Updated

The media and stock market are again atwitter with news of another supposed cancer breakthrough. Avastin (search), a drug developed by biotech giant Genentech (search), reportedly extended the median survival time of terminally ill colon cancer patients in a clinical trial by 4.7 months.

The news was formally released at last weekend’s meeting of the American Society of Clinical Oncology (search) (ASCO). The price of Genentech stock has risen by about 65 percent since mid-May when the news began leaking.

One biotech analyst said annual sales of Avastin could reach $2 billion as almost 150,000 Americans are diagnosed with colon cancer and 57,000 die from it every year.

And based on headlines such as the Los Angeles Times' “New Drug Combinations Effective on Colon Cancer,” the Avastin claims sound exciting.

But since cancer breakthrough news is usually more smoke than fire, a closer look is warranted -- especially since Avastin wasn’t effective in an earlier breast cancer trial.

It’s too bad a closer look isn’t possible.

--------

WORK INSTRUCTIONS:
According to the passage about Avastin, by how much has the price of Genentech stock risen since mid-May?

--------

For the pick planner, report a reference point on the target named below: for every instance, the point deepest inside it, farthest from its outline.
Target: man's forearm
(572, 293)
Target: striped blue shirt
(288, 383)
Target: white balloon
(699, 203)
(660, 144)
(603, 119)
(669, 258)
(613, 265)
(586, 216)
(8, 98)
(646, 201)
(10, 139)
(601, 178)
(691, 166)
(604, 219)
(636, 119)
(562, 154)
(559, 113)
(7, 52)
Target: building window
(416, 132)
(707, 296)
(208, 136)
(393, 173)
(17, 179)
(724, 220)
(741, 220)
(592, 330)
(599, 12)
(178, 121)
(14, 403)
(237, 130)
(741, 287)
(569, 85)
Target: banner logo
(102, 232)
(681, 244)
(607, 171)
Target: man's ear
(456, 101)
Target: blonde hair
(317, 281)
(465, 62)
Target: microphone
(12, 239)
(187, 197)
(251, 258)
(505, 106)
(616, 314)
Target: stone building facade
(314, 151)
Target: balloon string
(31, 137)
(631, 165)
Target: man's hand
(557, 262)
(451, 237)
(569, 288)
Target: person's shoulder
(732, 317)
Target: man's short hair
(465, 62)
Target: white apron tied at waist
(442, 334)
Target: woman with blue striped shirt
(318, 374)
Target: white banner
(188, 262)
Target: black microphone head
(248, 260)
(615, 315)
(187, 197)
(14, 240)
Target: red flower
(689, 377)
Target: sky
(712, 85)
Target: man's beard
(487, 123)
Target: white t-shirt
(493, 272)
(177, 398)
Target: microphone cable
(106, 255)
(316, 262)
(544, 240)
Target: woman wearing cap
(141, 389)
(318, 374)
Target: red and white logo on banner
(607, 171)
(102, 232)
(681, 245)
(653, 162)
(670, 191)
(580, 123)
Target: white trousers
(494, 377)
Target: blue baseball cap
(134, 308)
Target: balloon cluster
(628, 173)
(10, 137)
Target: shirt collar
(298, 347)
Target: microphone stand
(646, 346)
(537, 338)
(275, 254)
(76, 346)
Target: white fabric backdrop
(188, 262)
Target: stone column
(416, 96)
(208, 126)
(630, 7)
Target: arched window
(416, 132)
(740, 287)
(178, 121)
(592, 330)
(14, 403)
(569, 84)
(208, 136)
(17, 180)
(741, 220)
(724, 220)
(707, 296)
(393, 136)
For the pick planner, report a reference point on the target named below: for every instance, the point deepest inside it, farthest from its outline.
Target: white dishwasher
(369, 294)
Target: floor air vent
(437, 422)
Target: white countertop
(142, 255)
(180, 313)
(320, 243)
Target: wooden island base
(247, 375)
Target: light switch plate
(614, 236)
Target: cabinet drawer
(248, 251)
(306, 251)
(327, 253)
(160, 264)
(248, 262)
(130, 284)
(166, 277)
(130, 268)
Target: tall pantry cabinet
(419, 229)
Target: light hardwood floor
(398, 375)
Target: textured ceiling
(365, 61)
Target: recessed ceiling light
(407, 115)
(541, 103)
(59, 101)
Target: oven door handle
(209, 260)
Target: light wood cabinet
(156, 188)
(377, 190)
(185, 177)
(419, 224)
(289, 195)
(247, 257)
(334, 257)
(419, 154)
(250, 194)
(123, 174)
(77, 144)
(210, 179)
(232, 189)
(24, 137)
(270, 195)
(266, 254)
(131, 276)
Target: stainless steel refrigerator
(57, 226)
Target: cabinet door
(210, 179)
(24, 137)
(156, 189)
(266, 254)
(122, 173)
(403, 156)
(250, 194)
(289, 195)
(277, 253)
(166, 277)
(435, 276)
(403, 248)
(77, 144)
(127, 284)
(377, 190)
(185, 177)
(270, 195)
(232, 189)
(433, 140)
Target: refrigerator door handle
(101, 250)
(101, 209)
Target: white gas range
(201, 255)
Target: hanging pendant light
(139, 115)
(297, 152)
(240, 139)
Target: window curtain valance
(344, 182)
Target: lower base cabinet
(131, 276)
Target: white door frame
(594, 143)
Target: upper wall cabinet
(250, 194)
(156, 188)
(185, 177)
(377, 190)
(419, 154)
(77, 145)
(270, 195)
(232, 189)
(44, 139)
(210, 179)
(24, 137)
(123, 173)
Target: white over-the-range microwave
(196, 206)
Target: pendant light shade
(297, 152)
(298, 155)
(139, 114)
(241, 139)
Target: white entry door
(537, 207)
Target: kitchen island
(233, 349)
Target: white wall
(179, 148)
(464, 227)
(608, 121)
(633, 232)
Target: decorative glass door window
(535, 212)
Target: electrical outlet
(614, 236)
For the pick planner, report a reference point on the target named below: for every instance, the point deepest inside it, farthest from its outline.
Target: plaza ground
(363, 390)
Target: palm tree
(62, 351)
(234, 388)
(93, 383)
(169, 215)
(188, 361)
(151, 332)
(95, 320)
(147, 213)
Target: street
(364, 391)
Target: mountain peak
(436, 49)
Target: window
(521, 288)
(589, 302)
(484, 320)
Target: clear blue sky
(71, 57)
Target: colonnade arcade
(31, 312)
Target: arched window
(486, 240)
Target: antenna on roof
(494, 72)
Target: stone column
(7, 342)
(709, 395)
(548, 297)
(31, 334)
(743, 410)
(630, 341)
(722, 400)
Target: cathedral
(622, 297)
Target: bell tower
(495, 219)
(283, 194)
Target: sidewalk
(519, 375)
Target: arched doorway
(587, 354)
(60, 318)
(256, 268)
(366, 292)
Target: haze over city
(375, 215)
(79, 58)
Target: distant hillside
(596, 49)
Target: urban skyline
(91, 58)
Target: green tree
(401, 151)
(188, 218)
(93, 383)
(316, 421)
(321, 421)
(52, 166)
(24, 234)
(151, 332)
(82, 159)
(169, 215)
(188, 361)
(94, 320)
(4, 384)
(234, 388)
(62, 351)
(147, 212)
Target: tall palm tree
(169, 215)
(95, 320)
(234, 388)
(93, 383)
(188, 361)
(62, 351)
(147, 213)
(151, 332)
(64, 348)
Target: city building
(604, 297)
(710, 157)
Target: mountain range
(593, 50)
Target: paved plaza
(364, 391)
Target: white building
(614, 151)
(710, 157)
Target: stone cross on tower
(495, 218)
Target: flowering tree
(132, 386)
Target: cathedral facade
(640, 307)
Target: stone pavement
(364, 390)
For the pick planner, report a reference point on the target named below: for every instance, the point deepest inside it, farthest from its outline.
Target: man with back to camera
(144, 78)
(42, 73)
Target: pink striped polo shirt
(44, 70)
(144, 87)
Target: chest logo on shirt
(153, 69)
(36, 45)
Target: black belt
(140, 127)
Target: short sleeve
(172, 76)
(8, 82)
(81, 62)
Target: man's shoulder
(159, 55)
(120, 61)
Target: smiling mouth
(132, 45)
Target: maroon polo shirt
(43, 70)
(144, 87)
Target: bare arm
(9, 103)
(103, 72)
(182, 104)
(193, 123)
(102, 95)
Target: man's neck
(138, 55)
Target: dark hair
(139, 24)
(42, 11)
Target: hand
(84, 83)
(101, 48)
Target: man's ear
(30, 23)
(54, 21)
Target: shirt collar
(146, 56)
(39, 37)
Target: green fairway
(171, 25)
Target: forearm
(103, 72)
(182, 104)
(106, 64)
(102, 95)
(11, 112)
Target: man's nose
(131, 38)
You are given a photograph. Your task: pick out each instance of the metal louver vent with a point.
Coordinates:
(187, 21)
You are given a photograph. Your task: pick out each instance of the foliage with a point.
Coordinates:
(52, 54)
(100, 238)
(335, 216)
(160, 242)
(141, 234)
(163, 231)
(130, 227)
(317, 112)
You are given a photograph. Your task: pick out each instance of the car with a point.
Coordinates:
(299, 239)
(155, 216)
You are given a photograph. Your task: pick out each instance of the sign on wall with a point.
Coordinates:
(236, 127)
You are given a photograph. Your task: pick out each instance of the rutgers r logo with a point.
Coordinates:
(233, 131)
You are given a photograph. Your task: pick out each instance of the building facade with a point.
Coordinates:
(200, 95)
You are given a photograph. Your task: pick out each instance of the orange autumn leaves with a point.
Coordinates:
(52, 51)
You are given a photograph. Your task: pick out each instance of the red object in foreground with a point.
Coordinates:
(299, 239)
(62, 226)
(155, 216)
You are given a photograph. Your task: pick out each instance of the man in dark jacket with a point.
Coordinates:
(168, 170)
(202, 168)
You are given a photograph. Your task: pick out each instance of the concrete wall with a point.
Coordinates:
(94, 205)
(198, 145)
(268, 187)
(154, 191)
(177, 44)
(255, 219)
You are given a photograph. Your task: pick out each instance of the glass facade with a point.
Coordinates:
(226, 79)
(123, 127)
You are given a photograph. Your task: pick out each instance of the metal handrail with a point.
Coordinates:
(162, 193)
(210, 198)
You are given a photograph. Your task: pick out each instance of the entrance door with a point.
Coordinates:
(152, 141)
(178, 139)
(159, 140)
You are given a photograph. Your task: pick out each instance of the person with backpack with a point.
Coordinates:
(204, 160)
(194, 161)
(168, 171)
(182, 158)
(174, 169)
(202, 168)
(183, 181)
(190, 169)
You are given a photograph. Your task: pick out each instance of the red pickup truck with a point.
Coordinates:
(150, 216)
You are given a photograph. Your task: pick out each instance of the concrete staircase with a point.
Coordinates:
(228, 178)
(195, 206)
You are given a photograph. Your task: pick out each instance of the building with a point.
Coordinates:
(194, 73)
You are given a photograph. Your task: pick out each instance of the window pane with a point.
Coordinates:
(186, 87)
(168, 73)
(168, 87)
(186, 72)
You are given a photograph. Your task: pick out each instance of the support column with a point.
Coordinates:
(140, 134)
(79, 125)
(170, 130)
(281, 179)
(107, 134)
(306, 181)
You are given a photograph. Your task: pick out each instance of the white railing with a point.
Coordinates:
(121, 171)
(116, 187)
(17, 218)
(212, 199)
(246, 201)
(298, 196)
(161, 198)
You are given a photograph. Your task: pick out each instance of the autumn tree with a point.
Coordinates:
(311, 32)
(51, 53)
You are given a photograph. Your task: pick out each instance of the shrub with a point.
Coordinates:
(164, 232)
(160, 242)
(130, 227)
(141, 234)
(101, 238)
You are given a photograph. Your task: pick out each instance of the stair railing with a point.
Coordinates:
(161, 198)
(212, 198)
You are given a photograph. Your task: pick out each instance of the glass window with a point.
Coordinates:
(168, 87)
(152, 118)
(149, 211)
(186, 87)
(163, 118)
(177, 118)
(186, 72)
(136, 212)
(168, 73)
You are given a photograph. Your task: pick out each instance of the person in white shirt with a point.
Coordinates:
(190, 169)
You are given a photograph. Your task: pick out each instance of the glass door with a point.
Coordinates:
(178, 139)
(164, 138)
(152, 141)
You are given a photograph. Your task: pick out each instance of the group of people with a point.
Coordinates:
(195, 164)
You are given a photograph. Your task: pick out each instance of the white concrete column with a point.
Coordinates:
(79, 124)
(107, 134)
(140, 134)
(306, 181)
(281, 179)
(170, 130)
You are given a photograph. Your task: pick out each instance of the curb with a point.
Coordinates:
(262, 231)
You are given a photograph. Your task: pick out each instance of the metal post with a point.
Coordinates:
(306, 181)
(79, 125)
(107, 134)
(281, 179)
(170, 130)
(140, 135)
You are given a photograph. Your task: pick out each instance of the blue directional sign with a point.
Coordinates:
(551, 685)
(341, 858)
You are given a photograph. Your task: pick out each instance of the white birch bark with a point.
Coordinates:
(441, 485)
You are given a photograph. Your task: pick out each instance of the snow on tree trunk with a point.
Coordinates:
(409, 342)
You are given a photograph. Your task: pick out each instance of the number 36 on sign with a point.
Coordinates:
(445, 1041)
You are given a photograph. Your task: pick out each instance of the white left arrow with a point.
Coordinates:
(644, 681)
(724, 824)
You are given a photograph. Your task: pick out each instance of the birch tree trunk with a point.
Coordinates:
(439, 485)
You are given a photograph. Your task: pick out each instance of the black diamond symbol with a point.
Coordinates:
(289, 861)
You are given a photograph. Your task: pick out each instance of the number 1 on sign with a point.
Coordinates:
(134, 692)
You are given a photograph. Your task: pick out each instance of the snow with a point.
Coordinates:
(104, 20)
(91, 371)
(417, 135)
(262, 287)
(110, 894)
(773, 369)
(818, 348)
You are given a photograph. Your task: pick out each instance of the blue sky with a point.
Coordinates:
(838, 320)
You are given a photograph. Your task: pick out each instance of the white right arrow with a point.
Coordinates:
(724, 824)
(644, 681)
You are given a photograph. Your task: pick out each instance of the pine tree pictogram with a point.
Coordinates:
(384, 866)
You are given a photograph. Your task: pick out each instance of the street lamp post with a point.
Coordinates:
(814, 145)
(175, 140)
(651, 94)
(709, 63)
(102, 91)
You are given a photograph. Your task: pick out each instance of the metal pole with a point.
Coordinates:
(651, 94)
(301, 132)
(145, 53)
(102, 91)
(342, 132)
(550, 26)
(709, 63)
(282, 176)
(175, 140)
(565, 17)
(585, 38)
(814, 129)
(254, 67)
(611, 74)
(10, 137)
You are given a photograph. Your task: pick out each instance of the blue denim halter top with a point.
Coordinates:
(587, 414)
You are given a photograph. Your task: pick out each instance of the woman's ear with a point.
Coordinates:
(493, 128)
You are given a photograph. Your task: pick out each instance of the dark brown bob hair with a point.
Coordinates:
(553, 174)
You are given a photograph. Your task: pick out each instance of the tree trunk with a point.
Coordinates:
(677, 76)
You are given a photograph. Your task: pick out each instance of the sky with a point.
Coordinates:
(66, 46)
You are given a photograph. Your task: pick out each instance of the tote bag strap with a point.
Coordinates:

--------

TASK SOLUTION:
About 65 percent.